Testo del documento:
>>

Il 22 novembre 1968, esattamente 50 anni fa, i Beatles pubblicarono uno dei loro album più celebri, destinato a cambiare la storia della musica e quella del loro gruppo: "The Beatles" meglio noto come "White Album".
Nel maggio 1968 i Beatles si ritrovarono a casa di George Harrison a Esher, nel Surrey, per registrare una demo dei pezzi che avevano composto separatamente negli ultimi mesi. Il gruppo era ritornato dalla trasferta in India carico di esperienza di meditazione, e di canzoni che avevano creato nell'atmosfera e nel molto tempo libero lontano dallo stress. I brani erano ben trenta, per cui si fece subito strada l'idea di un doppio album, anche se il produttore George Martin era contrario. L'inizio ufficiale delle incisioni in studio fu il 30 maggio.

<<

Dati per l'etichettatura dei luoghi

>>

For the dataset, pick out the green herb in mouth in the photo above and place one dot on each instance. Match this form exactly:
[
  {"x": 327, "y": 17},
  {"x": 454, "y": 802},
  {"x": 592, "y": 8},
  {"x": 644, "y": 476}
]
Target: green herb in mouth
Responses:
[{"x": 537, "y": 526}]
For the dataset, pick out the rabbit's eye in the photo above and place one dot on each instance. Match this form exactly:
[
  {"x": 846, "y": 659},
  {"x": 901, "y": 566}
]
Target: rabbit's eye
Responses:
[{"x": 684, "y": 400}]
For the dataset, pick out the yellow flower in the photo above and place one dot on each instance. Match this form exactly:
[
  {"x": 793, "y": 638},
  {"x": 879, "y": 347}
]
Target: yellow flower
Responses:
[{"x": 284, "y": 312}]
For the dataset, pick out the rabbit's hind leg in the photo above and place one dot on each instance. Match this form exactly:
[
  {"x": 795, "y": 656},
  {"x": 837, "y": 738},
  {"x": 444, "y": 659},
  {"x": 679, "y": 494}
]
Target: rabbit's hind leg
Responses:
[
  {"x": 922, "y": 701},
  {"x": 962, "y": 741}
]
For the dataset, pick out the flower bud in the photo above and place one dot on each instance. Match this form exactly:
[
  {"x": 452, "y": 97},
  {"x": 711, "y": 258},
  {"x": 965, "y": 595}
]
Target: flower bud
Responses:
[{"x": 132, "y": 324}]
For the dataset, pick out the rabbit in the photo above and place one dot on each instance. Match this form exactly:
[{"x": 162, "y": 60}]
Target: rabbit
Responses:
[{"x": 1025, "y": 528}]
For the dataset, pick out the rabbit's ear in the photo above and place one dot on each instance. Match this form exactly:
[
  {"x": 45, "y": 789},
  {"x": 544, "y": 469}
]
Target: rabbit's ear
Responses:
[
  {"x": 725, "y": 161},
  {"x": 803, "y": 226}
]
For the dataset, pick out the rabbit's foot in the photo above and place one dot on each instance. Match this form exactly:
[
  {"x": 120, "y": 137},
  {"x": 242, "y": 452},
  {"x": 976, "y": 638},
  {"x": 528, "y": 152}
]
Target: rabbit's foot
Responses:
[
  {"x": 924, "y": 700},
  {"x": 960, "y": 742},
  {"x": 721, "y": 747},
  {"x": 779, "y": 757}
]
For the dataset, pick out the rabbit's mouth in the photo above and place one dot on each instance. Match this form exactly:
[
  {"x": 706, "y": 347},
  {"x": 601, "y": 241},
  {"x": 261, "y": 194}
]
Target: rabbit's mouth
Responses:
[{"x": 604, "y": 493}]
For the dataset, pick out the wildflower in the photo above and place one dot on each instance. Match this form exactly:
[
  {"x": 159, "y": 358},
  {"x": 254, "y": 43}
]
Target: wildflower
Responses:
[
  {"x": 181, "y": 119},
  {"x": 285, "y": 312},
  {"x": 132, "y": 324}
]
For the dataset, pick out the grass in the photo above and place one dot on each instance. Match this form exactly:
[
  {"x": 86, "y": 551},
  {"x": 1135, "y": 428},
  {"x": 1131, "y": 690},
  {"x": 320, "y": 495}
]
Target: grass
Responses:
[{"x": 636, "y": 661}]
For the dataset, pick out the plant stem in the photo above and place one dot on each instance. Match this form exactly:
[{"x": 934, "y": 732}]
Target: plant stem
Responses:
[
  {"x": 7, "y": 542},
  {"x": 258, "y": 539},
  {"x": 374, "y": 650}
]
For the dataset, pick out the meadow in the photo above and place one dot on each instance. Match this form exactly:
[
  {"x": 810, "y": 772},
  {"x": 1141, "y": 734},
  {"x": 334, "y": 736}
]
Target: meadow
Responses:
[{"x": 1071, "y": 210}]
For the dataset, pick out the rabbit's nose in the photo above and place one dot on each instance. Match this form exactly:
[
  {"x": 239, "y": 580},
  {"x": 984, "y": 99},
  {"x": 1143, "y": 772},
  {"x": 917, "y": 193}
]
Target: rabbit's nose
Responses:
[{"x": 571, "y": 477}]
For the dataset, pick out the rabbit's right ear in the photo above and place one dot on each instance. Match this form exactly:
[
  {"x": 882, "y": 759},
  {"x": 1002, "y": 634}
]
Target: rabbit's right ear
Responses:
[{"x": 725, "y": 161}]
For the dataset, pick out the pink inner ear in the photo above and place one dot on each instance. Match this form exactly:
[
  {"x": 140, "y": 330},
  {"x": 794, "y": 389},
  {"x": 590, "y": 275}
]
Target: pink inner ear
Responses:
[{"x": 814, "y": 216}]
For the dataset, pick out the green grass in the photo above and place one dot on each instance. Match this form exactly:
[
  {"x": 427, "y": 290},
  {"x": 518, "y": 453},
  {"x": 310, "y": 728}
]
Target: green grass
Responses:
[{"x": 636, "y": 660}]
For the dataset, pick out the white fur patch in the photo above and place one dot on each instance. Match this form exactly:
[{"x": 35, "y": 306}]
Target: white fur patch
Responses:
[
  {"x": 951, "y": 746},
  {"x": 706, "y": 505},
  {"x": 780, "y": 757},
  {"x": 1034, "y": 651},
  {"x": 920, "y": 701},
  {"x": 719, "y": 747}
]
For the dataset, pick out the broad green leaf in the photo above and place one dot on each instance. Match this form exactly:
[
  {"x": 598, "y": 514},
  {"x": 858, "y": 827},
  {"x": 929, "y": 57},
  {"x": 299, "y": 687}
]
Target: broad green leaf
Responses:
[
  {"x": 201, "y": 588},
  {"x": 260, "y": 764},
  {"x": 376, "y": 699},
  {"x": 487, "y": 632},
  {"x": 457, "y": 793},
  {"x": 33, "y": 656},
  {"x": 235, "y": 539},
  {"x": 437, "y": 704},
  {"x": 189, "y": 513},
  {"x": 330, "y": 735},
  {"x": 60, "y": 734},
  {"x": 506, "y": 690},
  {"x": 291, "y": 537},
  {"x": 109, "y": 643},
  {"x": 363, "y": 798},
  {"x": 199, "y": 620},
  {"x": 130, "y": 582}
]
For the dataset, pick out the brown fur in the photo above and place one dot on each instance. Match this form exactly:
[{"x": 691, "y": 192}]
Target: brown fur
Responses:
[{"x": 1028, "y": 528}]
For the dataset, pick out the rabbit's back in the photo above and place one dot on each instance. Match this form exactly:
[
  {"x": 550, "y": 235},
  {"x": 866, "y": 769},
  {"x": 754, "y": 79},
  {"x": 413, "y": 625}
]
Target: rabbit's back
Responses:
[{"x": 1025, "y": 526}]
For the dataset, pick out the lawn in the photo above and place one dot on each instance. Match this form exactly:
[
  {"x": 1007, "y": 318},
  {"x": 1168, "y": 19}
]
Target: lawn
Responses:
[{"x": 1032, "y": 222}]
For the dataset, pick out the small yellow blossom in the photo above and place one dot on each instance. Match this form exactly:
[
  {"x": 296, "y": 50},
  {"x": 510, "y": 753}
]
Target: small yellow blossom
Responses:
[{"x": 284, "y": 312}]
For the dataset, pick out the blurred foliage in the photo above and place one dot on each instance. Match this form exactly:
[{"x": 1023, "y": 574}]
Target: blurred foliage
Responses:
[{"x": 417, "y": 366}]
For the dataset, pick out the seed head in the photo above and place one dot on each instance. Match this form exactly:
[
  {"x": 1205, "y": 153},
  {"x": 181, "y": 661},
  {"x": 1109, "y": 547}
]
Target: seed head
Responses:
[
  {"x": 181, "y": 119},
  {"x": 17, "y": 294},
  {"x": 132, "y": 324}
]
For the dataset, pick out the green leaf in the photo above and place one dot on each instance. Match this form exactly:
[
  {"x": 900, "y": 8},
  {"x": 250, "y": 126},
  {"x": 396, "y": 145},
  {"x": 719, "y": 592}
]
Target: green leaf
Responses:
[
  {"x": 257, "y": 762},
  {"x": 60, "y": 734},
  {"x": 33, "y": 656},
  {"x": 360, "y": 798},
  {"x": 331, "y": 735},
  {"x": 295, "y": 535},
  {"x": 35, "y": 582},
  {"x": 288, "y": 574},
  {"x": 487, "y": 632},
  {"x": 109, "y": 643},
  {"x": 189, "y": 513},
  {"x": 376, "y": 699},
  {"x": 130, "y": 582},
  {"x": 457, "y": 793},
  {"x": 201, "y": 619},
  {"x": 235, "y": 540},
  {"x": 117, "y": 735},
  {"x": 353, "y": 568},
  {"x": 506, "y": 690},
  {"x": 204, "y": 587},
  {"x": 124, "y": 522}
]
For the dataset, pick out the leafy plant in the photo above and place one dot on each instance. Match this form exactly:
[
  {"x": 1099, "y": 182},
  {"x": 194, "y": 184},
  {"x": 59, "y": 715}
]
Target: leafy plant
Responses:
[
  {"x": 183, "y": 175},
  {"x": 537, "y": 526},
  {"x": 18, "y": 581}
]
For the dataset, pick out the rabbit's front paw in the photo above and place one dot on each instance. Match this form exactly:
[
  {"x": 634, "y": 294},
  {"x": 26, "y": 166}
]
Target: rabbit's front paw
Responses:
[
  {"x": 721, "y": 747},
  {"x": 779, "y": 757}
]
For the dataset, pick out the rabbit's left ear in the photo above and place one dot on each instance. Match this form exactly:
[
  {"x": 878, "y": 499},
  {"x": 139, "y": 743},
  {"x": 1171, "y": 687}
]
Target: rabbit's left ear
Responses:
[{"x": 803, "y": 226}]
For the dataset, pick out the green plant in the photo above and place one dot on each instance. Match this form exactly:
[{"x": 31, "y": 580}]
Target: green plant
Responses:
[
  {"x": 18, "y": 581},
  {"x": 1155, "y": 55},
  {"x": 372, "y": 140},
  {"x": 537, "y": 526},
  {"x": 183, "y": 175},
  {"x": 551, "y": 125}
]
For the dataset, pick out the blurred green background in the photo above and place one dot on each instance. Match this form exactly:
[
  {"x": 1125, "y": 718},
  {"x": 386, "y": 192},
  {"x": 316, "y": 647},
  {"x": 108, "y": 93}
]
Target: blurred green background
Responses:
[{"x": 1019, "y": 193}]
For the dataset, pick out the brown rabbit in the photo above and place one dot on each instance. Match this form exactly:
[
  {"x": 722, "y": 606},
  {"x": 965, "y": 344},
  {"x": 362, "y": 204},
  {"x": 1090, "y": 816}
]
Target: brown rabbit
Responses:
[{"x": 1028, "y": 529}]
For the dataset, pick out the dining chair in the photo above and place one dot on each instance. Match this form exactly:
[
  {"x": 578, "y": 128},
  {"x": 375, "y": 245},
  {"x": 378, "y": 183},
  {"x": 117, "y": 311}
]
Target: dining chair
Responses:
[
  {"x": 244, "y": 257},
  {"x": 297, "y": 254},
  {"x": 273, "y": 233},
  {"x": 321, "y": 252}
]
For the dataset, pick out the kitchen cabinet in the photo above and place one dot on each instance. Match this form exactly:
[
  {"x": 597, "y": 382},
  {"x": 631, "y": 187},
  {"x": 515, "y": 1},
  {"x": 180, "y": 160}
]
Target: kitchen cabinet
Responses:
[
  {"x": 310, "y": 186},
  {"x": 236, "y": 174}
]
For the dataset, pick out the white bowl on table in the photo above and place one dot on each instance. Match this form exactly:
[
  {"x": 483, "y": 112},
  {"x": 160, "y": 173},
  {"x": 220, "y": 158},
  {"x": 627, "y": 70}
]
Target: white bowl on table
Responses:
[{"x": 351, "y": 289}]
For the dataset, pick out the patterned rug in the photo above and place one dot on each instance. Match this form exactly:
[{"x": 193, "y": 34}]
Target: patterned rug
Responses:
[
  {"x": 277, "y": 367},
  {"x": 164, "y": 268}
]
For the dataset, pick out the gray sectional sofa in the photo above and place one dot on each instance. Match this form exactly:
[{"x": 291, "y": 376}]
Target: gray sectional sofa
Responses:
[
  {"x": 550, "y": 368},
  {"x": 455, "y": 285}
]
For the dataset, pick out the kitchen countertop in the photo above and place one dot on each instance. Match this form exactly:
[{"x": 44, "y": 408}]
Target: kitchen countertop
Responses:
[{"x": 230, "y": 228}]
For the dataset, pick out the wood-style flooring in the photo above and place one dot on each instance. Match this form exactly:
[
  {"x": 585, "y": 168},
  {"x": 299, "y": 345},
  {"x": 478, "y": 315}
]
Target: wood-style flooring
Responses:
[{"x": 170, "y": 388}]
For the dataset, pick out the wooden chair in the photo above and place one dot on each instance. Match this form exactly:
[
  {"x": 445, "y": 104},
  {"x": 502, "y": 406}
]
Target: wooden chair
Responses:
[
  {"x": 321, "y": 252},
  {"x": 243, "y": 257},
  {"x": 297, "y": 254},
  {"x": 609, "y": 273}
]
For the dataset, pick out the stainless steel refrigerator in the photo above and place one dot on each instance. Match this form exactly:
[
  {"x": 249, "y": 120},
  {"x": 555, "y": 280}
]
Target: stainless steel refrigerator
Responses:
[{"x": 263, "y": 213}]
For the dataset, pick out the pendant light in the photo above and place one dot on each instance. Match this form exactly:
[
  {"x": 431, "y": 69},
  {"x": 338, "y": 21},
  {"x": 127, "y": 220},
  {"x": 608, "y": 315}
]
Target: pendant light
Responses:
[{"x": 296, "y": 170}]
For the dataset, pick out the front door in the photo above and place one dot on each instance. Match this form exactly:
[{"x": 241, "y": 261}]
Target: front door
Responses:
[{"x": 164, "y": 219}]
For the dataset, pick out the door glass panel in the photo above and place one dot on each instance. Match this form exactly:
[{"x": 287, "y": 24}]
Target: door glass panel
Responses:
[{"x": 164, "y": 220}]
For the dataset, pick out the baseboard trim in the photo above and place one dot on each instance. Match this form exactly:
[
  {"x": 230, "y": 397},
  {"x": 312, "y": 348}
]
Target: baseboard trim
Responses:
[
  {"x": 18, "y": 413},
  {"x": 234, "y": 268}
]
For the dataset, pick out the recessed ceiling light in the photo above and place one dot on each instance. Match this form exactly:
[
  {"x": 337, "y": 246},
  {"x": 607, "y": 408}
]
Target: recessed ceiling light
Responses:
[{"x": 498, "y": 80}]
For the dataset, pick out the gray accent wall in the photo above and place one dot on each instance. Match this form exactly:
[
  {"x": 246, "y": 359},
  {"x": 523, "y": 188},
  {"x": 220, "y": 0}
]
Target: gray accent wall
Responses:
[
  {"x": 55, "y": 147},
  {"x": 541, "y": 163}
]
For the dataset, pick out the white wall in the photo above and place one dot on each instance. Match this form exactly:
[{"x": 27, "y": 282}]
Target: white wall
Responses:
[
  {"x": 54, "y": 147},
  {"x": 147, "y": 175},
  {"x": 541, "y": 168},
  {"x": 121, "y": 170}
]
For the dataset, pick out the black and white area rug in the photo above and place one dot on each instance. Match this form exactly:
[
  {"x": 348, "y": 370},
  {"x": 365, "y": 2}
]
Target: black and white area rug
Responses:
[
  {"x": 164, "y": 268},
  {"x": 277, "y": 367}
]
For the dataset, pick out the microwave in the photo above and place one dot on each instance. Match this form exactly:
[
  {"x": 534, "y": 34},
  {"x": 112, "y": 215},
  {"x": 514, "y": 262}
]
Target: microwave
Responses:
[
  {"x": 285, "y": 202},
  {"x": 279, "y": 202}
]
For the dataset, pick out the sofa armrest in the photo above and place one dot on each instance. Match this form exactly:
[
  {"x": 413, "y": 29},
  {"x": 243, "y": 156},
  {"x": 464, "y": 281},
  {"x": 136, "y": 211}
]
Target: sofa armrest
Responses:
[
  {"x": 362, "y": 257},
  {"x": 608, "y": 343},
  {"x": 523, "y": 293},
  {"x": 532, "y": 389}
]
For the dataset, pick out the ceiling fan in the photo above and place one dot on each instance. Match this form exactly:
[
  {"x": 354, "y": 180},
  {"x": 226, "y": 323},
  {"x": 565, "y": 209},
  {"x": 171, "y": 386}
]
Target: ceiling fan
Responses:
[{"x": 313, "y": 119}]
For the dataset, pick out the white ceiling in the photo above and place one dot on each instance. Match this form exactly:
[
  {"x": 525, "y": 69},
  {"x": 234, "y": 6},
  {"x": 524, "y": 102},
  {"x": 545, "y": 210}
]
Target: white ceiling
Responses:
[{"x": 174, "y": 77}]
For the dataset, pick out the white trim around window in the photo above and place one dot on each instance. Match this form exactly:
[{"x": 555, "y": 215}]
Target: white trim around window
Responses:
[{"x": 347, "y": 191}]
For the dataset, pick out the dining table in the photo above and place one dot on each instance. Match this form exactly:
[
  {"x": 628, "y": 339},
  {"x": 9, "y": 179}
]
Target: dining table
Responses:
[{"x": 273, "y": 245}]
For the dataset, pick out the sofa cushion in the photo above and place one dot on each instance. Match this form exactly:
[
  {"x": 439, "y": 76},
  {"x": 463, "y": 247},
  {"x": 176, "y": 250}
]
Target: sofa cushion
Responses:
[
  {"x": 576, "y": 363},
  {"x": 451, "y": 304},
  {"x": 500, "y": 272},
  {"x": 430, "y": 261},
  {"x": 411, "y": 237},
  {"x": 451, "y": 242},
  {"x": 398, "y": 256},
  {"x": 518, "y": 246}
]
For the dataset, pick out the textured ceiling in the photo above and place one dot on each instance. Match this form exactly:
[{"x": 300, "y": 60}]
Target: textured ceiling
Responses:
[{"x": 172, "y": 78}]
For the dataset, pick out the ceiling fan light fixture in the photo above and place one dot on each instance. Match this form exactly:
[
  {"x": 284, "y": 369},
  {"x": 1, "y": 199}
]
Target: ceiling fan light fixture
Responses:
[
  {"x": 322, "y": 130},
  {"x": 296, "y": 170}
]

<<

Compito da svolgere:
Ripeti parola per parola il passo del testo sul White Album dei Beatles che va da "Nel maggio 1968" a "il 30 maggio.", estremi inclusi. Per questo lavoro i dati non servono.

Soluzione del compito:
Nel maggio 1968 i Beatles si ritrovarono a casa di George Harrison a Esher, nel Surrey, per registrare una demo dei pezzi che avevano composto separatamente negli ultimi mesi. Il gruppo era ritornato dalla trasferta in India carico di esperienza di meditazione, e di canzoni che avevano creato nell'atmosfera e nel molto tempo libero lontano dallo stress. I brani erano ben trenta, per cui si fece subito strada l'idea di un doppio album, anche se il produttore George Martin era contrario. L'inizio ufficiale delle incisioni in studio fu il 30 maggio.